DIRECTIONS FOR THIS TASK
List every line of the listing below that contains the word "water", copying each line in full.

TASK DATA
"""

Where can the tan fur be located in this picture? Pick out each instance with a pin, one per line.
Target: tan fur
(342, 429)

"""
"""

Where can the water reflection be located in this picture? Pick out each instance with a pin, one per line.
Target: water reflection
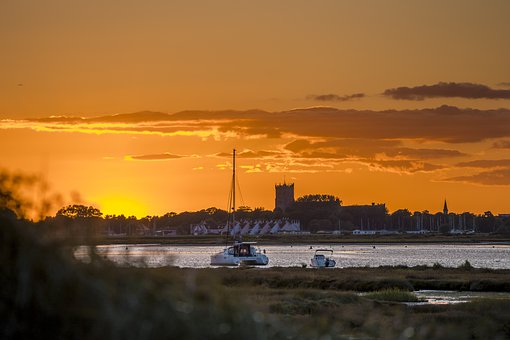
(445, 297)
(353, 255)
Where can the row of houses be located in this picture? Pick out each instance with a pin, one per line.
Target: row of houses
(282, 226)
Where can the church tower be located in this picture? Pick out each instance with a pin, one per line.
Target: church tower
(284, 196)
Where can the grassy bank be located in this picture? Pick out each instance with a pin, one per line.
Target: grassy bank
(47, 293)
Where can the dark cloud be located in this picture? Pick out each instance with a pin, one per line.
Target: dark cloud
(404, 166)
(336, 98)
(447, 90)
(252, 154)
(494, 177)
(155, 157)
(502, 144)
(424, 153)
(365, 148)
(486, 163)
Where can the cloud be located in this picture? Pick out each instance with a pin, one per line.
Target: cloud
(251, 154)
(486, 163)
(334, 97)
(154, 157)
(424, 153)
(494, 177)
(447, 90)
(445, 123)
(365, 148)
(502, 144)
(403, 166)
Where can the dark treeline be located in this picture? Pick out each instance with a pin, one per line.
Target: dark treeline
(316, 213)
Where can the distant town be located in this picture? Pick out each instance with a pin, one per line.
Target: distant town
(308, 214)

"""

OUTPUT OF THE TASK
Where can the water reflection be located in this picture? Pick out each instance with a pin, one per line.
Target: water reflection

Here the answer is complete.